Перепишите без изменений только часть записей. Начните со строки, в которой есть «bag strap in the photo above.», и закончите строкой с «(975, 1047)», включая обе.

==== ПРЕДОСТАВЛЕННЫЕ ЗАПИСИ ====

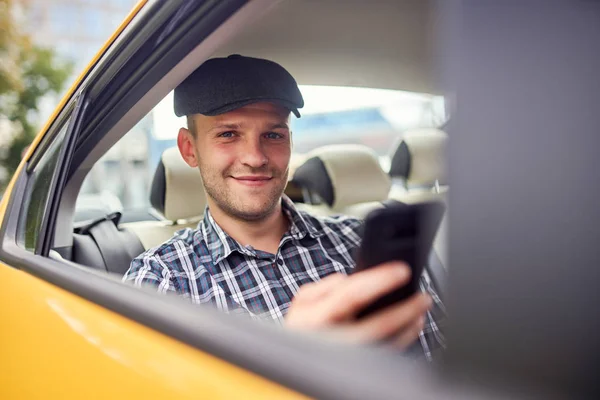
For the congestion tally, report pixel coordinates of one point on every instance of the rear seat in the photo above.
(418, 166)
(347, 178)
(418, 172)
(177, 194)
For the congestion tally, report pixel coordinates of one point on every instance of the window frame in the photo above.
(67, 119)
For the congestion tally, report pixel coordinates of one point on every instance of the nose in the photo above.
(252, 154)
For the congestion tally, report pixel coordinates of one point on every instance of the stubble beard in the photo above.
(232, 204)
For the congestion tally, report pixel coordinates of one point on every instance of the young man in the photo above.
(254, 252)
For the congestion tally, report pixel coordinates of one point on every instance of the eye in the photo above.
(273, 135)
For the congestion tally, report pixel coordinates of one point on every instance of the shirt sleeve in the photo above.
(432, 337)
(149, 270)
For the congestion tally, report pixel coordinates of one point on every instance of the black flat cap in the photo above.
(220, 85)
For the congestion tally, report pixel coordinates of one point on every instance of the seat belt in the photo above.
(434, 267)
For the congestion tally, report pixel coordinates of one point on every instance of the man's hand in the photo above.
(333, 303)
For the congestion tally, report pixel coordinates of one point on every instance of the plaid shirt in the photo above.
(208, 266)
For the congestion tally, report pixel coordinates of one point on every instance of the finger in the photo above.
(361, 289)
(395, 319)
(315, 290)
(410, 335)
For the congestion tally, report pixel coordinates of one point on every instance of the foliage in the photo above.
(28, 73)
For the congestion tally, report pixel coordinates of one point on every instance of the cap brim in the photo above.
(241, 103)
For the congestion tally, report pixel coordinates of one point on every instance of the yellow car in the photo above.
(72, 329)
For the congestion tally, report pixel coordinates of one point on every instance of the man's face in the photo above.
(243, 156)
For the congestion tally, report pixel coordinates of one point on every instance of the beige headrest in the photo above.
(344, 175)
(420, 158)
(177, 191)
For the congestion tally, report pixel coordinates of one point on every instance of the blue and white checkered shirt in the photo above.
(208, 266)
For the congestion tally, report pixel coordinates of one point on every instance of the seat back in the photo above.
(177, 194)
(347, 178)
(418, 172)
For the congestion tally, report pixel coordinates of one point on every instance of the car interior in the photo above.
(338, 178)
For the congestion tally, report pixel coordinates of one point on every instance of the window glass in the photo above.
(38, 193)
(121, 180)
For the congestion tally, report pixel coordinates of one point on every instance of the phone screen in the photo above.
(399, 232)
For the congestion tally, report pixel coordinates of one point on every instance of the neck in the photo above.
(264, 234)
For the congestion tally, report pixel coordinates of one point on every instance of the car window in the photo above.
(121, 179)
(37, 193)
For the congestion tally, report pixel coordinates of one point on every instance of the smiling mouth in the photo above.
(252, 180)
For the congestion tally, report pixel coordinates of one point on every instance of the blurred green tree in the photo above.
(27, 73)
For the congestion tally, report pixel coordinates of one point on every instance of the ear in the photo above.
(186, 144)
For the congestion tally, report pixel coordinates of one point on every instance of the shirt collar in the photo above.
(221, 245)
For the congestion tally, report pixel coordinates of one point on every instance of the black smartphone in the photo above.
(398, 232)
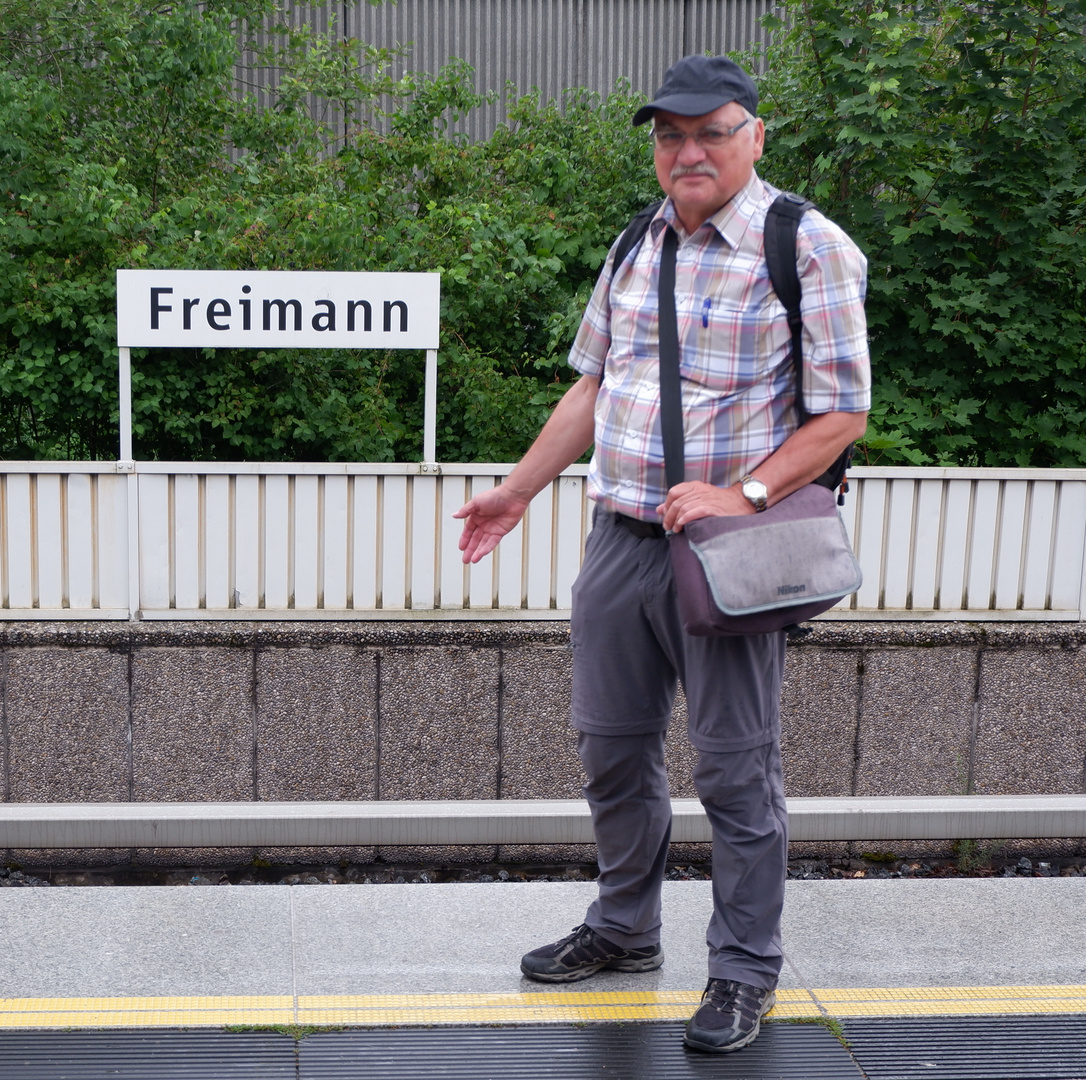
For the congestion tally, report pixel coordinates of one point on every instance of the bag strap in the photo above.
(633, 234)
(674, 465)
(782, 224)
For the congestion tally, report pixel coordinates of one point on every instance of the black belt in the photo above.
(644, 530)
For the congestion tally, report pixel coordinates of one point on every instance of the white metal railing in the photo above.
(228, 540)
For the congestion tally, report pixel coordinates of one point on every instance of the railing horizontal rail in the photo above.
(512, 821)
(175, 540)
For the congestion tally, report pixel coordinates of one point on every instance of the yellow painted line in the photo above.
(533, 1007)
(952, 1001)
(144, 1012)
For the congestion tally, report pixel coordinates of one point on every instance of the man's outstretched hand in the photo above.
(487, 518)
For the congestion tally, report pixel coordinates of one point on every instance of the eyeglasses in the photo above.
(709, 138)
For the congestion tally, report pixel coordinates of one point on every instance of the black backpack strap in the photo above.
(633, 233)
(782, 224)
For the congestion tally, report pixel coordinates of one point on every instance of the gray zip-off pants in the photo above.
(629, 653)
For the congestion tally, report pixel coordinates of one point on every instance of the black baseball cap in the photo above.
(698, 85)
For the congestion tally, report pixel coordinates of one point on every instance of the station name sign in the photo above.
(278, 310)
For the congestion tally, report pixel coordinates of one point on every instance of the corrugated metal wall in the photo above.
(551, 45)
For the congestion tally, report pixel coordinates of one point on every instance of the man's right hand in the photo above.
(487, 518)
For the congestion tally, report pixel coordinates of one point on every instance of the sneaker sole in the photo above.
(628, 965)
(709, 1049)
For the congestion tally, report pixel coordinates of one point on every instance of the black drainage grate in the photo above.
(147, 1055)
(605, 1052)
(634, 1052)
(975, 1047)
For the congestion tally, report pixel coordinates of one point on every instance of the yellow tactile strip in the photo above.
(553, 1007)
(952, 1001)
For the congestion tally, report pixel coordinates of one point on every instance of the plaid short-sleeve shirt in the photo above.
(734, 349)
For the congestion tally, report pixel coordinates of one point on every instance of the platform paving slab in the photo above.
(459, 938)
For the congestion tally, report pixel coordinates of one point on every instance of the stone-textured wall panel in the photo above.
(439, 735)
(681, 756)
(818, 720)
(192, 725)
(316, 735)
(1031, 735)
(67, 726)
(916, 721)
(539, 743)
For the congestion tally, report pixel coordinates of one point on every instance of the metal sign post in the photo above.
(270, 310)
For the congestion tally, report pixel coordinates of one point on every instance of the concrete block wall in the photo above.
(325, 711)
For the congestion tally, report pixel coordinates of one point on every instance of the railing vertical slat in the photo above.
(112, 540)
(80, 541)
(539, 530)
(217, 540)
(50, 542)
(154, 541)
(277, 541)
(248, 547)
(453, 495)
(869, 540)
(926, 531)
(187, 541)
(980, 586)
(956, 545)
(1008, 572)
(897, 545)
(481, 575)
(1036, 565)
(20, 530)
(424, 541)
(335, 531)
(363, 585)
(1068, 551)
(394, 543)
(306, 540)
(568, 529)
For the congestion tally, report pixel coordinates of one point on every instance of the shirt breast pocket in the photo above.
(737, 343)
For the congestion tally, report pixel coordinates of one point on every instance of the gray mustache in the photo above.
(693, 171)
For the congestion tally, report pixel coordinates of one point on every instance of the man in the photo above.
(744, 450)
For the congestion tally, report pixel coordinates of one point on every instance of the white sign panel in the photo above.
(278, 310)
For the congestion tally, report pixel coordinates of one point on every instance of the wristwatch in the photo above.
(755, 491)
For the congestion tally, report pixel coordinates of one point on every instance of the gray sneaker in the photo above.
(729, 1017)
(582, 954)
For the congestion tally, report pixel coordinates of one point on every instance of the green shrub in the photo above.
(947, 139)
(950, 141)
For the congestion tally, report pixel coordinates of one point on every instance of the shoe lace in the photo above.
(722, 994)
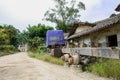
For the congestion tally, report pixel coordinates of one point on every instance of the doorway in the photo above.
(112, 41)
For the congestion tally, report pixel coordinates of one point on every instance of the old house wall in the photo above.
(81, 28)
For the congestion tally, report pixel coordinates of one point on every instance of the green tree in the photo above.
(13, 34)
(35, 35)
(65, 13)
(4, 37)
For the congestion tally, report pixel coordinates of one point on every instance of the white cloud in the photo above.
(25, 10)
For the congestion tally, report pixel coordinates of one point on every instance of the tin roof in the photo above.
(99, 25)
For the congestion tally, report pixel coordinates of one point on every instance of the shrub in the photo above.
(107, 68)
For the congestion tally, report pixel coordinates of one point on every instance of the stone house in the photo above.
(104, 33)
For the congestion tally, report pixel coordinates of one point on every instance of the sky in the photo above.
(21, 13)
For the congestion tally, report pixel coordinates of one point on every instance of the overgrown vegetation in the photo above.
(9, 39)
(106, 68)
(40, 54)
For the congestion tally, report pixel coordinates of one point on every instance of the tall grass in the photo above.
(107, 68)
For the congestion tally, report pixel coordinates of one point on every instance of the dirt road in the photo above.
(20, 67)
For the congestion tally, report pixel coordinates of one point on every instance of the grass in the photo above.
(46, 57)
(106, 68)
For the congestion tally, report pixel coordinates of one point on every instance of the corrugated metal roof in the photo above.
(99, 25)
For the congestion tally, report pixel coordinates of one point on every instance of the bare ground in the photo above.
(21, 67)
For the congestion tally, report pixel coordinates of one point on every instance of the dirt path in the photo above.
(20, 67)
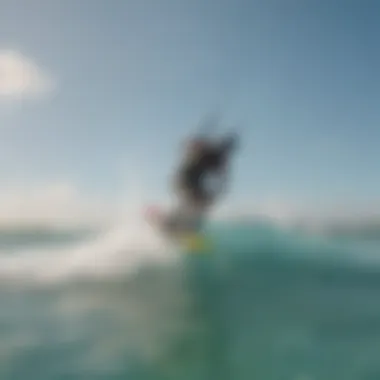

====

#### ПИСЬМЕННЫЙ ОТВЕТ:
For the congestion tally, report pixel coordinates of one point on every instance of the bag strap in the photo above.
(633, 234)
(674, 465)
(782, 224)
For the congestion tally, report pixel coordinates of one point on every instance of the black belt in the photo above.
(644, 530)
For the congestion tally, report pixel coordinates of one point on every instance of the white metal railing in the photo above.
(228, 540)
For the congestion tally, report pixel coordinates of one point on every instance of the railing horizontal rail in the photo above.
(512, 821)
(175, 540)
For the congestion tally, report pixel coordinates of one point on every instance of the yellow painted line in the photo above.
(533, 1007)
(952, 1001)
(144, 1012)
For the congestion tally, report pixel coordinates of one point on every instance of the man's outstretched hand in the photo above.
(487, 518)
For the congestion tally, report pixel coordinates of one point on every instance of the eyeglasses in the photo above.
(709, 138)
For the congestion tally, report pixel coordinates of one point on every instance of the black backpack strap in the photo above.
(633, 233)
(782, 224)
For the congestion tally, report pixel coordinates of one point on every instance of the gray zip-off pants in the photo above.
(629, 653)
For the congestion tally, report pixel coordinates of one point on every instance of the black baseball cap in the photo above.
(698, 85)
For the congestion tally, report pixel coordinates of one point on every instance of the station name sign in the photo above.
(278, 310)
For the congestion tally, report pixel coordinates of one point on every instance of the corrugated metal wall in the photo above.
(551, 45)
For the congestion tally, report pixel coordinates of one point on every instance of the man's right hand in the photo above.
(487, 518)
For the congestion tally, report pixel coordinates of one point on every instance of the sneaker sole in the photo above.
(628, 965)
(709, 1049)
For the congestion tally, report pixel coordinates of one point on every instance of the black drainage grate in the photo above.
(147, 1055)
(605, 1052)
(634, 1052)
(975, 1047)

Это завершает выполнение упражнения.